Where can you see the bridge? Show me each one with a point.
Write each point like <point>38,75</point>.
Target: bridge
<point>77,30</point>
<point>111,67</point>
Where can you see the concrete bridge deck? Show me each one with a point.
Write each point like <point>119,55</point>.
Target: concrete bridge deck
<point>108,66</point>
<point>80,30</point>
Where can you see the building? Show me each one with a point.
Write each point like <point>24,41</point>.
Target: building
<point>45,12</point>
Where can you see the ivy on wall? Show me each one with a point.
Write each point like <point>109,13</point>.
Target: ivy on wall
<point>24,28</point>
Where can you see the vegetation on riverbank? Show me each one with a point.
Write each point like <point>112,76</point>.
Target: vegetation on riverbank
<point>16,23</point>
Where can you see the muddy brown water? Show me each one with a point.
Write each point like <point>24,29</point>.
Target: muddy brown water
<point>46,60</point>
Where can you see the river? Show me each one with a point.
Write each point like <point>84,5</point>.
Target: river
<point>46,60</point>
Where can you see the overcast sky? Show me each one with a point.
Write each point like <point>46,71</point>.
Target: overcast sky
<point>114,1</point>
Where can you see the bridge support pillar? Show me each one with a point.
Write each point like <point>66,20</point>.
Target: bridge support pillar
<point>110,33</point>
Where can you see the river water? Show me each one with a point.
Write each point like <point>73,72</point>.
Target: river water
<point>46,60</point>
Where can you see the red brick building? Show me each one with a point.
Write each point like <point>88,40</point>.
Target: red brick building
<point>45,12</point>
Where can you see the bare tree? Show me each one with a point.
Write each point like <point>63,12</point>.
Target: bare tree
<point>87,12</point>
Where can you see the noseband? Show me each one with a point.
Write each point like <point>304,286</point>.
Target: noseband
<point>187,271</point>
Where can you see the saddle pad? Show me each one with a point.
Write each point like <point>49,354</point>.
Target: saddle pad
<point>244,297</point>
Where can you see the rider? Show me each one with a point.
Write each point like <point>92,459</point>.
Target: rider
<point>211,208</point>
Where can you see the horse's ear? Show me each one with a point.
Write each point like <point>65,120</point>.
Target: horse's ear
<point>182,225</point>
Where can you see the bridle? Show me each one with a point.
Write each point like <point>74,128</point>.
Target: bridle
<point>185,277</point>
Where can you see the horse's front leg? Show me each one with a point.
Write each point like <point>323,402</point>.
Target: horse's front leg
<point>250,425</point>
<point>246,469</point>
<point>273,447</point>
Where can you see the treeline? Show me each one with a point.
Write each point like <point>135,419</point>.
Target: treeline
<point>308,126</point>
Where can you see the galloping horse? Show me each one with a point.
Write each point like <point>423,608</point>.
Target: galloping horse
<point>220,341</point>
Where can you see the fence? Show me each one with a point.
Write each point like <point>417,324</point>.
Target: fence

SHORT PROBLEM
Write out all of the records above again, word for word, with nothing changed.

SOLUTION FOR THIS EXERCISE
Where can you see the bridge? Show me each one with a point.
Write each point like <point>38,75</point>.
Target: bridge
<point>77,30</point>
<point>111,67</point>
Where can you see the concrete bridge deck? Show me each one with a point.
Write each point like <point>119,55</point>.
Target: concrete bridge deck
<point>108,66</point>
<point>80,30</point>
Where can you see the building? Show me each one with a point.
Write each point like <point>24,41</point>.
Target: building
<point>45,12</point>
Where can you see the ivy on wall? Show me each one with a point.
Write each point like <point>109,13</point>.
Target: ivy on wall
<point>24,28</point>
Where can you see the vegetation on riverbank? Show me each one with a point.
Write each point like <point>112,76</point>.
Target: vegetation on riverbank
<point>16,23</point>
Where can you see the muddy brown water? Show me each one with a point.
Write each point like <point>24,29</point>.
Target: muddy brown water
<point>46,60</point>
Where can you see the river? Show me each one with a point.
Write each point like <point>84,5</point>.
Target: river
<point>46,60</point>
Where can you see the overcast sky? Show me each one with a point.
Write each point like <point>46,71</point>.
Target: overcast sky
<point>114,1</point>
Where can you see the bridge support pillar? Show me each one with a point.
Write each point like <point>66,20</point>.
Target: bridge support pillar
<point>110,33</point>
Where can you see the river water? Show me each one with a point.
Write each point like <point>73,72</point>.
Target: river water
<point>46,60</point>
Where can you see the red brick building? Show me each one with a point.
Write each point like <point>88,40</point>.
Target: red brick building
<point>45,12</point>
Where can you see the bare tree? Show me each one with a point.
Write each point like <point>63,12</point>.
Target: bare tree
<point>87,12</point>
Where can you see the noseband? Show me each one with a point.
Write each point like <point>304,286</point>.
Target: noseband
<point>187,271</point>
Where can you see the saddle pad? Show me each one with a point.
Write each point like <point>49,354</point>.
Target: saddle pad
<point>244,297</point>
Where can you see the rider? Show me each one with a point.
Write each point like <point>92,459</point>.
Target: rider
<point>211,208</point>
Where can you see the horse's ear? Show me each one with a point.
Write each point like <point>65,120</point>.
Target: horse's ear
<point>182,225</point>
Where can you see the bridle? Show me each one with a point.
Write each point like <point>74,128</point>.
Target: bridle
<point>185,277</point>
Where can you see the horse's front leg? Show me each one with a point.
Write each point like <point>323,402</point>.
Target: horse's front leg
<point>250,425</point>
<point>246,469</point>
<point>273,447</point>
Where can you see the treeline? Show me each one with a point.
Write each point like <point>135,419</point>.
Target: treeline
<point>308,126</point>
Where can you see the galloping horse? Show me each one with a point.
Write each point like <point>423,608</point>.
Target: galloping horse
<point>220,341</point>
Where can you see the fence? Show me each one with a point.
Write each point like <point>417,324</point>.
Target: fence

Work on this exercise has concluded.